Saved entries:
==*==

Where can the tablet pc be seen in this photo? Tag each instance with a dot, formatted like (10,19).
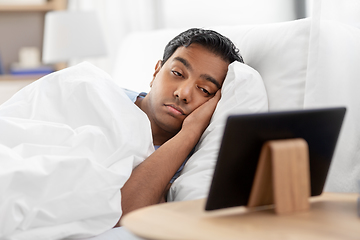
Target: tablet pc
(244,136)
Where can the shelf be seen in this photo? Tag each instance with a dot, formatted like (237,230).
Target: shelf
(8,77)
(30,8)
(50,5)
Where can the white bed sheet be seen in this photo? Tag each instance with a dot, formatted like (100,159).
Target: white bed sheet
(68,143)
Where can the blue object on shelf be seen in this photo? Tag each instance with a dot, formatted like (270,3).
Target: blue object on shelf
(43,69)
(1,67)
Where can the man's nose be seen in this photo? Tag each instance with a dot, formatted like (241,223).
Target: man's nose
(184,91)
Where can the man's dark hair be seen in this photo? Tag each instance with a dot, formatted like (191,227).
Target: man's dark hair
(211,40)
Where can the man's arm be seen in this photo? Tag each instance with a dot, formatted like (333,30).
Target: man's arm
(149,180)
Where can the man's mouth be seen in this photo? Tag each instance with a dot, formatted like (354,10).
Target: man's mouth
(175,109)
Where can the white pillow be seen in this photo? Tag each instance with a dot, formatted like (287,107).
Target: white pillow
(243,92)
(278,51)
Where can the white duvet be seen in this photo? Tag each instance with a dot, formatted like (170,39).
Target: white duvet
(68,143)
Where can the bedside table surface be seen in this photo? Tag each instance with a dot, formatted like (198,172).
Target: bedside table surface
(331,216)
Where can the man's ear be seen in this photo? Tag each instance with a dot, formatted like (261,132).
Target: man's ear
(157,70)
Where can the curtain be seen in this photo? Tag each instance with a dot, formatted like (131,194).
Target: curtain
(333,79)
(118,18)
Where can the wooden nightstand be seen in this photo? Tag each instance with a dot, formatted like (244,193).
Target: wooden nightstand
(331,216)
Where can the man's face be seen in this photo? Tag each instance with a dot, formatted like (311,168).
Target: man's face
(190,77)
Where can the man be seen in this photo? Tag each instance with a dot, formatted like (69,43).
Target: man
(183,96)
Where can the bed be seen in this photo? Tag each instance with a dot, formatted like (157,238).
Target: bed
(289,65)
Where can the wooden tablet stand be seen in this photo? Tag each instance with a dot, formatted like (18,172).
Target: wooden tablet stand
(282,176)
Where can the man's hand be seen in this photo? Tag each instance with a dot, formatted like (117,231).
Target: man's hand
(150,180)
(199,119)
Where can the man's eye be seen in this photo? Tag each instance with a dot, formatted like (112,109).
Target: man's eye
(205,91)
(176,73)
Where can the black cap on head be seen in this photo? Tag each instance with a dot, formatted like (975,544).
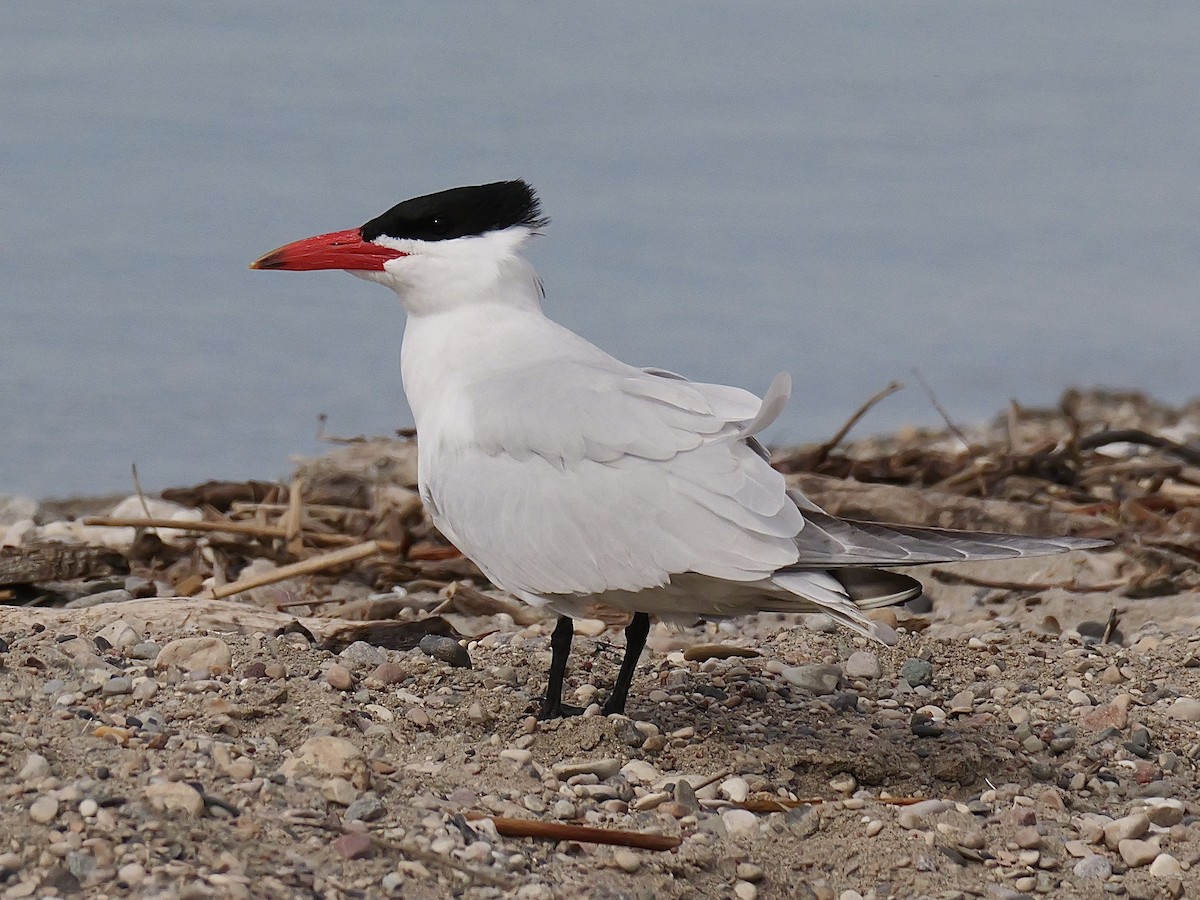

==*==

Task details:
Return a word-for-word copy of the lines above from the one holding "Where can the blue" through the one holding "Where can the man's ear", with both of them included and nothing besides.

Written answer:
Where can the blue object on shelf be seen in this photo? Tag each instance with a dot, formatted like (270,3).
Target: blue object on shelf
(43,69)
(1,67)
Where can the man's nose be seen in this photo? Tag each instance with a dot, formatted like (241,223).
Target: man's nose
(184,91)
Where can the man's dark hair be seen in this photo? Tag each instance with a dot, formatted like (191,227).
Target: man's dark hair
(211,40)
Where can the man's arm be seen in this photo? Tag each instance with a dot, formatted like (333,30).
Target: man's arm
(149,180)
Where can the man's mouth be seen in this photo? Tag each instance with a dot, formatted like (354,10).
Target: man's mouth
(175,109)
Where can the white pillow be seen in this photo? Tag each instance with a dot, formatted like (287,107).
Target: white pillow
(243,92)
(278,51)
Where can the white duvet be seen in this photo? Tag each instance with a dot, formatted like (170,39).
Target: white duvet
(68,143)
Where can the bedside table surface be seen in this photo? Tag each instance with a dot, formatted like (198,172).
Target: bedside table surface
(331,216)
Where can the man's ear be seen in this photo? Tag each instance with a dot, formatted like (261,132).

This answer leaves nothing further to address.